- [Необходимые действия]:
#1 Какими характеристиками отрывок о Первой и Второй империях наделяет банду, захватившую власть при Второй империи? Перечислите их все.
#2 Чем, согласно отрывку о Первой и Второй империях, Вторая империя стала по отношению к первой?
#3 Поясните на основе отрывка о Первой и Второй империях, почему реставрация великой революции не может быть ничем большим, чем повтор.

- [Предложенный отрывок]:
========
В этом смысле и только в этом смысле 2 Декабря стало Возмездием, Искуплением [177] 18 Брюмера, а Вторая империя [178] стала Возмездием за первую. И отнюдь не став копией первой, Вторая империя в определенном смысле явила в себе все то, что может быть противоположностью первой. Первая империя [179] была режимом порядка, определенного порядка. При всем отсутствии дисциплины, включая и у военных, она все же была своеобразным апофеозом дисциплины, причем по преимуществу военной. При этом режиме царил великий порядок и вершилась великая история. Вторая империя стала режимом всяческих беспорядков. При ней действительно возникла смута, определенный беспорядок, когда возникла и установилась власть некоей банды, лишенной уважения, очень современной, очень передовой, совсем не отвечающей духу старой Франции, духу старого режима. Иначе говоря, Вторая империя – это величайший буланжизм, [180] какой только у нас когда–либо был, и при этом единственный добившийся успеха.
И наоборот, великая революция стала событием, заложившим устои. Более ли, менее ли удачно заложила она эти устои, однако все–таки это были какие–то устои.
Она оказалась основополагающей, то есть таким событием, сама реставрация которого уже не больше чем повтор, жалкий слепок, попытка начать все сначала.
========
- [Фрагмент источника]:
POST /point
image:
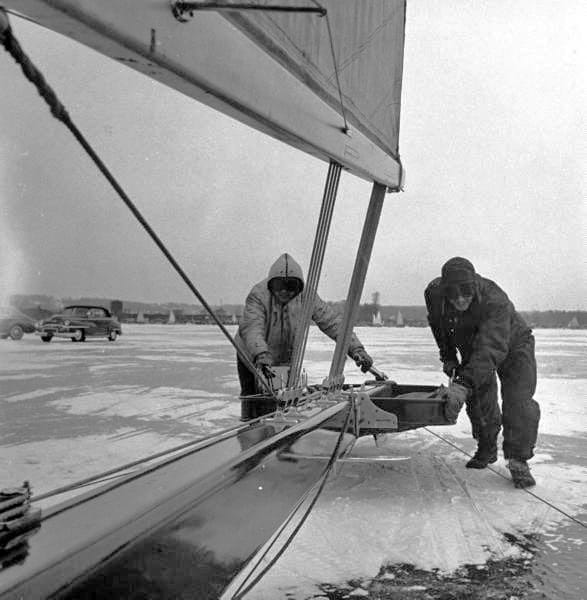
========
- [Ответы по заданиям]:
#1
- лишенная уважения
- очень современная
- очень передовая
- совсем не отвечающая духу старой Франции, духу старого режима

#2 Возмездием за первую.

#3 Великая революция стала событием, заложившим устои, то есть оказалась основополагающей. Реставрация такого события уже не больше чем повтор, жалкий слепок, попытка начать все сначала.